* _SET EXERCISE_
Pull out each line of the listing below that contains the word "water".

* _MATERIALS PROVIDED_
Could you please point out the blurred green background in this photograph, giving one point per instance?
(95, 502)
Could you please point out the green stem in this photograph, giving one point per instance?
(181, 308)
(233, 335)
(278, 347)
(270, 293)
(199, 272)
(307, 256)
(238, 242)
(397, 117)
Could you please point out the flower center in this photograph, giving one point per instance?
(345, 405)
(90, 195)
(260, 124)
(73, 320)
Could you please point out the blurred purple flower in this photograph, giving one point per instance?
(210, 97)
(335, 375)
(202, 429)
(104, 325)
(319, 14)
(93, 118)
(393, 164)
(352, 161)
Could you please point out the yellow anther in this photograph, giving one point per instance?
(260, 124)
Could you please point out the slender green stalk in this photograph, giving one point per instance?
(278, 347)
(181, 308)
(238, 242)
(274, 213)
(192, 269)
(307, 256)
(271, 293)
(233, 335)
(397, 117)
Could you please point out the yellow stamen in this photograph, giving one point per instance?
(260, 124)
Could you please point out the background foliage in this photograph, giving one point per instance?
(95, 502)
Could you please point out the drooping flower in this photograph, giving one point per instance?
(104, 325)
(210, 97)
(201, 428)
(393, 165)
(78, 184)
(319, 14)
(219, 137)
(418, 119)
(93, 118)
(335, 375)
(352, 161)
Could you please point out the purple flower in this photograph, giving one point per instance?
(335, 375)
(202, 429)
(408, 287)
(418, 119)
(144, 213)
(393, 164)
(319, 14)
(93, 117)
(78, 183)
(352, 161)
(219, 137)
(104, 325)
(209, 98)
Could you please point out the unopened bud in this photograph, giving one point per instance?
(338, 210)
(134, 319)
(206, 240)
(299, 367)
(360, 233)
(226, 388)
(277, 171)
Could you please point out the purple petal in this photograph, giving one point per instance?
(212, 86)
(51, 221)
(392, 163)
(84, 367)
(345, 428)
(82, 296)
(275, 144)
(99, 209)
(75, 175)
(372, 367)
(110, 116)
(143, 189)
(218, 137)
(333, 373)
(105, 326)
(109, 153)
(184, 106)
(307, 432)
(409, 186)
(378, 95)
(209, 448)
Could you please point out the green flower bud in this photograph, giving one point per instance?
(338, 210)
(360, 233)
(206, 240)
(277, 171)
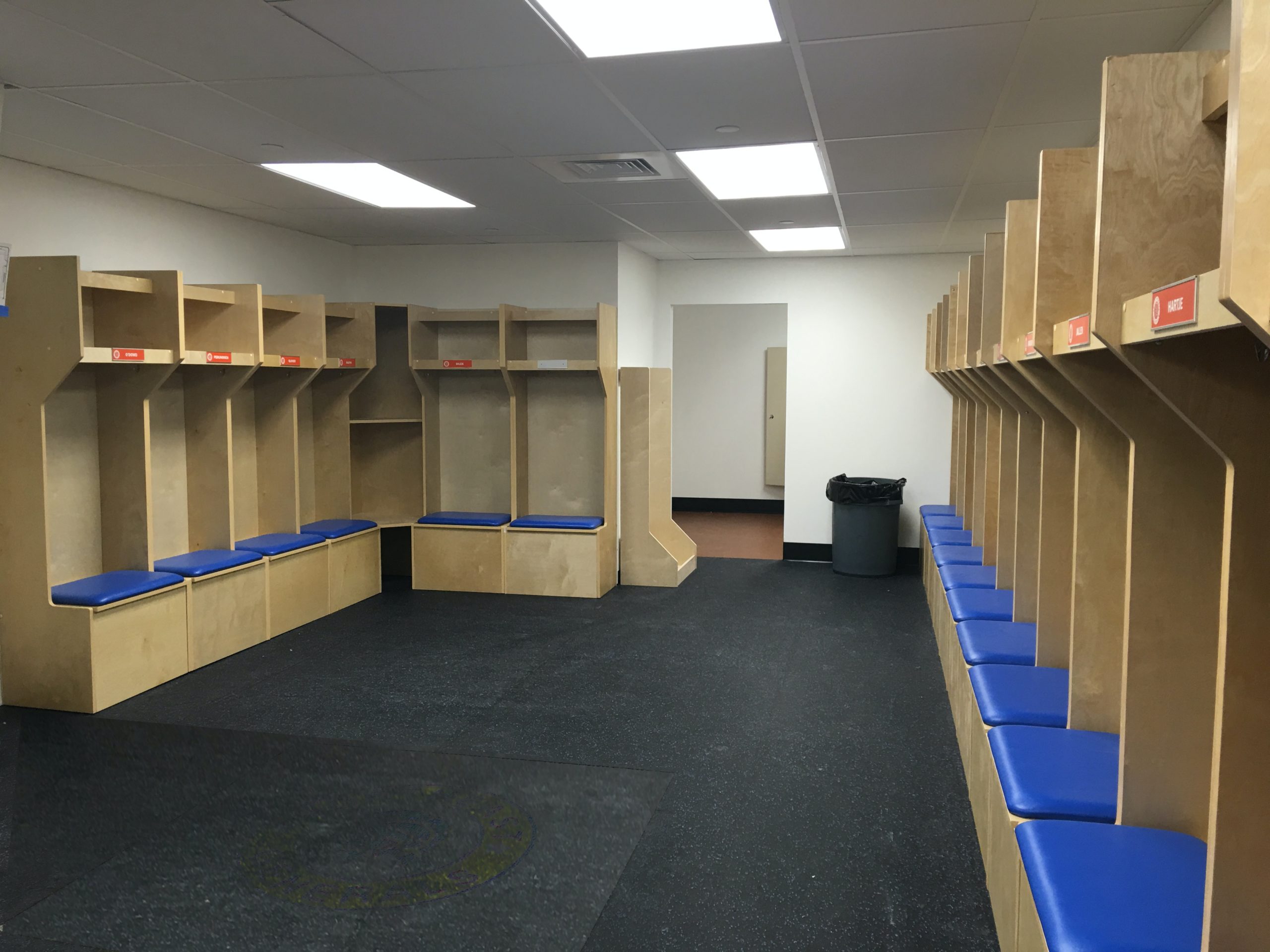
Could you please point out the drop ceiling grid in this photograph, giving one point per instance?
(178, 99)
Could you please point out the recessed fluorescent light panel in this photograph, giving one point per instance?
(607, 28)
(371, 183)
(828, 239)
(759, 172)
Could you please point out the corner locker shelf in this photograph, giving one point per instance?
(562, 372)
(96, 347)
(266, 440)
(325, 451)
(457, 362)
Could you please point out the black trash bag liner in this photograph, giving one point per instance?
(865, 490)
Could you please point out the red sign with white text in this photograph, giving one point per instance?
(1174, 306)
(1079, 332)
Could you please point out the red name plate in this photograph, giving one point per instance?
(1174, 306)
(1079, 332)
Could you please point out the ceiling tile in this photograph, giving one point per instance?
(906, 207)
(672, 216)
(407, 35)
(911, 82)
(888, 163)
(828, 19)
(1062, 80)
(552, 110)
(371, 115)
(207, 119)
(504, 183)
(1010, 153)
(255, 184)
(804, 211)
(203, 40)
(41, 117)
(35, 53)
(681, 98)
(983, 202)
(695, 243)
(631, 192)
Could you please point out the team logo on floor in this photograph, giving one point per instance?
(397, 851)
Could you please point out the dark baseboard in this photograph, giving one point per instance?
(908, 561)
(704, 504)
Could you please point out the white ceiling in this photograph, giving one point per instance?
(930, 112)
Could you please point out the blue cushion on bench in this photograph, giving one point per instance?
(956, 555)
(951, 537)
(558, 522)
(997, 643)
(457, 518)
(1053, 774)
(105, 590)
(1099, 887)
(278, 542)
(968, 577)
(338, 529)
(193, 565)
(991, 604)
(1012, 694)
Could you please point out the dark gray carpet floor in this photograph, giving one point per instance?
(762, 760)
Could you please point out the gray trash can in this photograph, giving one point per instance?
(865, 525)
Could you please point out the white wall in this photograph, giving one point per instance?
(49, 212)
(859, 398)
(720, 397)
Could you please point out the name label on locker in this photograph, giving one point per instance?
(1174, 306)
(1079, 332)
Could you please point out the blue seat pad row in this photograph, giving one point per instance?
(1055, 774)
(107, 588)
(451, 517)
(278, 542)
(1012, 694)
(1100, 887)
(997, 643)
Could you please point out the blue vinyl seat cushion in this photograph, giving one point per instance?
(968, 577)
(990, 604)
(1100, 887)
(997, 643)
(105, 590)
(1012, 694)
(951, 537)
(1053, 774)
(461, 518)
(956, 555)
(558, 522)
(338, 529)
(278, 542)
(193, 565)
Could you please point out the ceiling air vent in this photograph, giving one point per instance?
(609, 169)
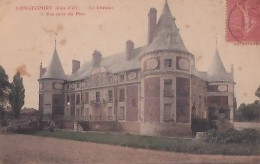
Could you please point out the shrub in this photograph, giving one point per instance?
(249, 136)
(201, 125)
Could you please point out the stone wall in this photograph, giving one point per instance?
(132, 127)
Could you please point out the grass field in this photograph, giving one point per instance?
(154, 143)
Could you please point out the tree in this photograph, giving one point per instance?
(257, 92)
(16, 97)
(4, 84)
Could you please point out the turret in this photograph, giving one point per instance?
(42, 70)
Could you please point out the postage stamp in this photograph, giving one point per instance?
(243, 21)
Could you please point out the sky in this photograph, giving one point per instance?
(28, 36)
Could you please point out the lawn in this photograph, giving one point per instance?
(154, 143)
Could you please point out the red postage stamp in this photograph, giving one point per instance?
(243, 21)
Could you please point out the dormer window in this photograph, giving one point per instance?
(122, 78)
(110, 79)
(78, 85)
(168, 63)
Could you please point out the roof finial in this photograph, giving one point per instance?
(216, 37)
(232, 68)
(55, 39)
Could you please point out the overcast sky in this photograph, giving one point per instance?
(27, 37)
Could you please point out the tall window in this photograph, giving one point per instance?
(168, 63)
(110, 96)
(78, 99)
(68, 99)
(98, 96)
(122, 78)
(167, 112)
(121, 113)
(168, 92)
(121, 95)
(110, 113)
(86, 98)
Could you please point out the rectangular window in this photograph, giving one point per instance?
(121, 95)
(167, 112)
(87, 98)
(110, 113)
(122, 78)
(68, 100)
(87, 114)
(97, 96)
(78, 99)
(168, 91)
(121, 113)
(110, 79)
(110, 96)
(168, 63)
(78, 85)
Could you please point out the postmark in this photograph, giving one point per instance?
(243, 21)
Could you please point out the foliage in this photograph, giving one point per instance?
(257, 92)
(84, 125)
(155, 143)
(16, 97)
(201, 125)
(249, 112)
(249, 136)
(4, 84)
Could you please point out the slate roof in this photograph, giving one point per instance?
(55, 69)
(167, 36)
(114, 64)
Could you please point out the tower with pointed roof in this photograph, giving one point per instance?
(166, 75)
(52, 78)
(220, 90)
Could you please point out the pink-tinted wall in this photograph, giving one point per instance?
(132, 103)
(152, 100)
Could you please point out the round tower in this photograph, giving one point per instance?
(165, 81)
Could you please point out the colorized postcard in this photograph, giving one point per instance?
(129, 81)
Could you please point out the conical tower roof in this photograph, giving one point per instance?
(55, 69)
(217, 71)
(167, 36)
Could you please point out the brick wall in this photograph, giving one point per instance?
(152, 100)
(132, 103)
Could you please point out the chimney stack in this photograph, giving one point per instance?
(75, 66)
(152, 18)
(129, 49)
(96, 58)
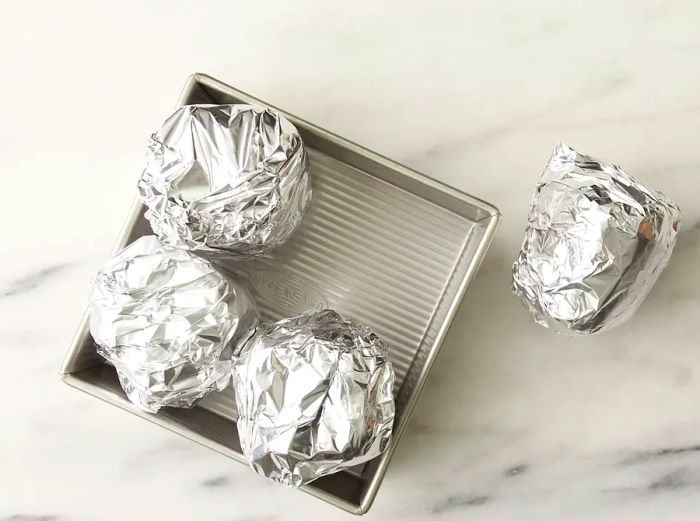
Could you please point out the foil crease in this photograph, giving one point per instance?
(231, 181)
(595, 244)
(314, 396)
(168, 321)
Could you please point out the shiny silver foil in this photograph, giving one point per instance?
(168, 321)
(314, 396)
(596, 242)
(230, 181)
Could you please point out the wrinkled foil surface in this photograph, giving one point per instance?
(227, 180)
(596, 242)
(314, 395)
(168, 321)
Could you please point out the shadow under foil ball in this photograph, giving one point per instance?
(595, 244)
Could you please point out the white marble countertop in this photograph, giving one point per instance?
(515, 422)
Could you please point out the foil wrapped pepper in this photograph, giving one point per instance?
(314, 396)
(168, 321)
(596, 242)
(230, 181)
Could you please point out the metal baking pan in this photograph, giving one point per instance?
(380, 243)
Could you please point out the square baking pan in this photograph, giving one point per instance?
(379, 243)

---

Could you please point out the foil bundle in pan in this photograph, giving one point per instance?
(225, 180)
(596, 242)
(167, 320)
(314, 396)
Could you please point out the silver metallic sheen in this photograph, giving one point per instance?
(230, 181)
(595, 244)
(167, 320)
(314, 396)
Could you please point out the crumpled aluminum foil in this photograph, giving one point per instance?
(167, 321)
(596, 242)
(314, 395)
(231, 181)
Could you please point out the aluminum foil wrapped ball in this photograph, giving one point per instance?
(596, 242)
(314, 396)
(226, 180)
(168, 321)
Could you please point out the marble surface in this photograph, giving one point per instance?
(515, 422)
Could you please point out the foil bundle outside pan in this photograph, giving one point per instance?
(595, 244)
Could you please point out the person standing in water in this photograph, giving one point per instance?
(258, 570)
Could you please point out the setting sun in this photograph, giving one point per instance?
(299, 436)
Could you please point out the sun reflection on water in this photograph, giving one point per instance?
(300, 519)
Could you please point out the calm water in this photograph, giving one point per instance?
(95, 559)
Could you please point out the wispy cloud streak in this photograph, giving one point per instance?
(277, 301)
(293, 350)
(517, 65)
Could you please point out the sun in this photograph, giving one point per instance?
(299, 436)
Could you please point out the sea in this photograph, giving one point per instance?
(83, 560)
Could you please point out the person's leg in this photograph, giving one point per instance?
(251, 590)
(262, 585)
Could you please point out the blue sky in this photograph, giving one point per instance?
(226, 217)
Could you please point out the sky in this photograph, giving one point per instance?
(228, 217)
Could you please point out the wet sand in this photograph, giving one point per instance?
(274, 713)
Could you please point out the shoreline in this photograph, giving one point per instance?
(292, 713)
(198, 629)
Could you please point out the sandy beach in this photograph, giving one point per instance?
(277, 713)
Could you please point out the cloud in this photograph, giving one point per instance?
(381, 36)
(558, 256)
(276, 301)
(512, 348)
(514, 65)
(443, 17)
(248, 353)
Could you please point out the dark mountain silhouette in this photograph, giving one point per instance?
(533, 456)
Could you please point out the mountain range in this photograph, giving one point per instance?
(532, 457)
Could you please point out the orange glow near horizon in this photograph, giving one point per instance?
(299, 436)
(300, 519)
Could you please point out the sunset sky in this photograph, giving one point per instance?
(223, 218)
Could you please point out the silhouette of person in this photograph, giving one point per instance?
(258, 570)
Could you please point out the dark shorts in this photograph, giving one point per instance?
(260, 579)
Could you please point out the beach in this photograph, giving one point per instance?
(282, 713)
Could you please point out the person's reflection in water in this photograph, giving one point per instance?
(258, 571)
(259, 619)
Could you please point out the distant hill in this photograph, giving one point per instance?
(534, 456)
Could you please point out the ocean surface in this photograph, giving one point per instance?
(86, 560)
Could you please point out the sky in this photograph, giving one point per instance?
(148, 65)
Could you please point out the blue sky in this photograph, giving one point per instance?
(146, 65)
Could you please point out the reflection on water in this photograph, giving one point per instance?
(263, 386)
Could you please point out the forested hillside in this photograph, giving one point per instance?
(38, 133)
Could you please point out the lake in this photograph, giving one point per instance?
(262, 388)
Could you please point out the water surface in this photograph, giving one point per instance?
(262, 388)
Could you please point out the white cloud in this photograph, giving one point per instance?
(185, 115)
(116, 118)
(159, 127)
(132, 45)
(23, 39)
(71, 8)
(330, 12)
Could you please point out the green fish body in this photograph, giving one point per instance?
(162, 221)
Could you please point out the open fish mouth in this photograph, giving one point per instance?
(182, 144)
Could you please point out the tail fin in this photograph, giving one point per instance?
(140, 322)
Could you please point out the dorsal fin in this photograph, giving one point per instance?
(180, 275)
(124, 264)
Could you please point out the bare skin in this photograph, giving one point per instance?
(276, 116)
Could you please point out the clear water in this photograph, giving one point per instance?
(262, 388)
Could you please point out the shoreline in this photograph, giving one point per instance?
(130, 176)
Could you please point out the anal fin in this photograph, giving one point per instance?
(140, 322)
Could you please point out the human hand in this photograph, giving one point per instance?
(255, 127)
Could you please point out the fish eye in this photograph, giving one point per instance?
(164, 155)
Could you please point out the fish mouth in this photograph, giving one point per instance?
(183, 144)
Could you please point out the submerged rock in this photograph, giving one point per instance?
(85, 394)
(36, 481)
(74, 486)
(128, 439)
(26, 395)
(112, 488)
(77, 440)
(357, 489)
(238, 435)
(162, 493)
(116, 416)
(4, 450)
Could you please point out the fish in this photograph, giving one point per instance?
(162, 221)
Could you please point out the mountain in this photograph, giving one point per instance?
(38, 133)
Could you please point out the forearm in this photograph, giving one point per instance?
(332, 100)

* _COMPLETED TASK_
Could you please point out the person standing in water in this photograph, giving one point per instance?
Could you please point out the sun reflection on water in this photograph, giving one point per instance?
Could you please point out the calm water in this photograph, giving one point per instance?
Could you please point out the person's reflection in water in this photograph, giving one point per instance?
Could you please point out the reflection on water in this photograph, giving one point per instance?
Could you please point out the water surface in this photograph, giving one point per instance?
Could you please point out the clear water in this photograph, giving one point per instance?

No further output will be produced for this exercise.